# [依頼内容 A]
「心得る」の辞書項目から、「心得・意得(読み)こころえる」を含む箇所で始まり「③ 気をつける。用心する。心構えをする。覚悟する。」で終わる部分を、そのまま書き出してください。
# [依頼内容 B]
「心得る」の辞書項目を、掲載されている最後の文の後から書き継いでください。

# [文書]
----------------------------------------

心得・意得(読み)こころえる

精選版 日本国語大辞典 「心得・意得」の意味・読み・例文・類語

こころ‐・える【心得・意得】

〘他ア下一〙 こころ・う 〘他ア下二〙
① まわりの事情物事の意味などを理解し、さとる。わけがわかる。わきまえる。思わくを察する。
※竹取(9C末‐10C初)「宮仕へ仕うまつらず成りぬるも、かくわづらはしき身にて侍れば、心えず思しめされつらめども」
徒然草(1331頃)七八「物の名など心得たるどち、片端言ひ交し、目見合せ笑ひなどして、心知らぬ人に心えず思はする事」
② 承知する。同意する。了解する。ひきうける。
源氏(1001‐14頃)真木柱「いかなりけることならむとはいまに心えがたく思ける」
愚管抄(1220)五「内侍には伊予内侍・少輔内侍二人ぞ心ゑたりける」
③ 気をつける。用心する。心構えをする。覚悟する。

----------------------------------------

# [表示エントリー]
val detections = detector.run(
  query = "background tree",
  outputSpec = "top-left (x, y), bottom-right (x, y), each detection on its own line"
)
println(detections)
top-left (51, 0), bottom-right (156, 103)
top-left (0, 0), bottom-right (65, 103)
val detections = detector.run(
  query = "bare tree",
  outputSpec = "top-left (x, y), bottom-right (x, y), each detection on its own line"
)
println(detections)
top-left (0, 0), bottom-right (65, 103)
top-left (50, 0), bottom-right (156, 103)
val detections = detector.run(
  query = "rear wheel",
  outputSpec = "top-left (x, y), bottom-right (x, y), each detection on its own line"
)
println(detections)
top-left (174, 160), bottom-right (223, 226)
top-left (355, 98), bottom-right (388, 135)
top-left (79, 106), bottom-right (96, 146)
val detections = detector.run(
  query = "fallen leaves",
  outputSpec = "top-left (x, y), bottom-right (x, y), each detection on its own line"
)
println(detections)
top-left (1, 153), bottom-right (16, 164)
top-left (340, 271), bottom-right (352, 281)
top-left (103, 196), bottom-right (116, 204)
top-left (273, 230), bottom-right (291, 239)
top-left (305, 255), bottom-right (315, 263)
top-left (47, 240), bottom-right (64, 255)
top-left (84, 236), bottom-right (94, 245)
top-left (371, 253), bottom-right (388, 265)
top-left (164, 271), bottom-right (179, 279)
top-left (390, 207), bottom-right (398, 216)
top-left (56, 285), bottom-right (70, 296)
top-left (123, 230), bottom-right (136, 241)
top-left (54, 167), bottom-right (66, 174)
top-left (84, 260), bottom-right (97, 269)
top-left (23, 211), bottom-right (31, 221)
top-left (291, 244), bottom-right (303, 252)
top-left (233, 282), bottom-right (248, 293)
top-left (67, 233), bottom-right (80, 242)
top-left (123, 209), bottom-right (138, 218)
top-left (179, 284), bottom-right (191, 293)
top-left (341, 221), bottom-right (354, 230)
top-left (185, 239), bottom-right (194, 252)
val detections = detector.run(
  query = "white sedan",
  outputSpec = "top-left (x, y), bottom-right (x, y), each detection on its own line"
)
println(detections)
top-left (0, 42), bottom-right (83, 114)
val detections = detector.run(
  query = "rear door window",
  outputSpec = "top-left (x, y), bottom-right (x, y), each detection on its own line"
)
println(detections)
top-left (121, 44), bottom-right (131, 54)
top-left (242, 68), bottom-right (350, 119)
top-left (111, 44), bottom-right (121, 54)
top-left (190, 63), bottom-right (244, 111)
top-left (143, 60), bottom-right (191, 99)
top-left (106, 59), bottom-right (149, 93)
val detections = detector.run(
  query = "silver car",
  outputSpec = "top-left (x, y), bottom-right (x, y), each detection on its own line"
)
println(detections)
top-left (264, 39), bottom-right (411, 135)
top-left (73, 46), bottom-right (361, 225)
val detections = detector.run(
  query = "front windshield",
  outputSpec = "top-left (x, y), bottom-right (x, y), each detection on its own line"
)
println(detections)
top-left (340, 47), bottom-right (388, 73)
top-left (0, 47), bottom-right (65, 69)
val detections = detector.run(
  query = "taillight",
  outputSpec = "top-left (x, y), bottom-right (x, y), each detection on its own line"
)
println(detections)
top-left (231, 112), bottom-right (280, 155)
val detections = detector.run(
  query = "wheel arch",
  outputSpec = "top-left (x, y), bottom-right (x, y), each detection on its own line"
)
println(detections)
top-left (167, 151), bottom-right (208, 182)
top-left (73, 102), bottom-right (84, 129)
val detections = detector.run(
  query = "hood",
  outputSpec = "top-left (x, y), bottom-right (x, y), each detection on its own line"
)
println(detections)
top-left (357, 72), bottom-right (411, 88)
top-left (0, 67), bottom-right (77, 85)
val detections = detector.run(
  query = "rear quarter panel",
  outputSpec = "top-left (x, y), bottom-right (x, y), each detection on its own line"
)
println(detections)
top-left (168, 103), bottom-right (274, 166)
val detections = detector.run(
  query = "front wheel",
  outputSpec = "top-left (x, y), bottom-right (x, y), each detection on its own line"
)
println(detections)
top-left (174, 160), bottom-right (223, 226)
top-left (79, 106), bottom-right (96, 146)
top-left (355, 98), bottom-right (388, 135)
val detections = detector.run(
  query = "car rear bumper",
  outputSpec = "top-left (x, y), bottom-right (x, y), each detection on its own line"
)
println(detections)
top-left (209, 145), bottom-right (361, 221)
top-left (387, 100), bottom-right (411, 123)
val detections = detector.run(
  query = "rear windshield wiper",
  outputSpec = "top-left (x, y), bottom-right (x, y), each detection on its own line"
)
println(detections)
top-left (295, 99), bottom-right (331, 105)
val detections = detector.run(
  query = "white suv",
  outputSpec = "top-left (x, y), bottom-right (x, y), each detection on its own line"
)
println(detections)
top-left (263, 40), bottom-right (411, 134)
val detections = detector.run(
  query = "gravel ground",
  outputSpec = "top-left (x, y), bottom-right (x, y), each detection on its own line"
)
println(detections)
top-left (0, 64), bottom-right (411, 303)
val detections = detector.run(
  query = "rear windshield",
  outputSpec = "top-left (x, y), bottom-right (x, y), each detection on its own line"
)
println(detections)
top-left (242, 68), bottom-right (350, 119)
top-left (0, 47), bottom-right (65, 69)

----------------------------------------

# [回答文 A]
心得・意得(読み)こころえる

精選版 日本国語大辞典 「心得・意得」の意味・読み・例文・類語

こころ‐・える【心得・意得】

〘他ア下一〙 こころ・う 〘他ア下二〙
① まわりの事情物事の意味などを理解し、さとる。わけがわかる。わきまえる。思わくを察する。
※竹取(9C末‐10C初)「宮仕へ仕うまつらず成りぬるも、かくわづらはしき身にて侍れば、心えず思しめされつらめども」
徒然草(1331頃)七八「物の名など心得たるどち、片端言ひ交し、目見合せ笑ひなどして、心知らぬ人に心えず思はする事」
② 承知する。同意する。了解する。ひきうける。
源氏(1001‐14頃)真木柱「いかなりけることならむとはいまに心えがたく思ける」
愚管抄(1220)五「内侍には伊予内侍・少輔内侍二人ぞ心ゑたりける」
③ 気をつける。用心する。心構えをする。覚悟する。

# [回答文 B]
※徒然草(1331頃)二一三「さればころび落ちぬやうに心得て炭をつむべきなり」
④ たしなみがある。会得している。その道の経験が深い。精通する。
※源氏(1001‐14頃)帚木「わが心えたる事ばかりを、おのがじし心をやりて、人をばおとしめなど、かたはらいたき事多かり」
平家(13C前)一〇「与三兵衛重景、石童丸といふ童、舟に心えたればとて〈略〉召し具して」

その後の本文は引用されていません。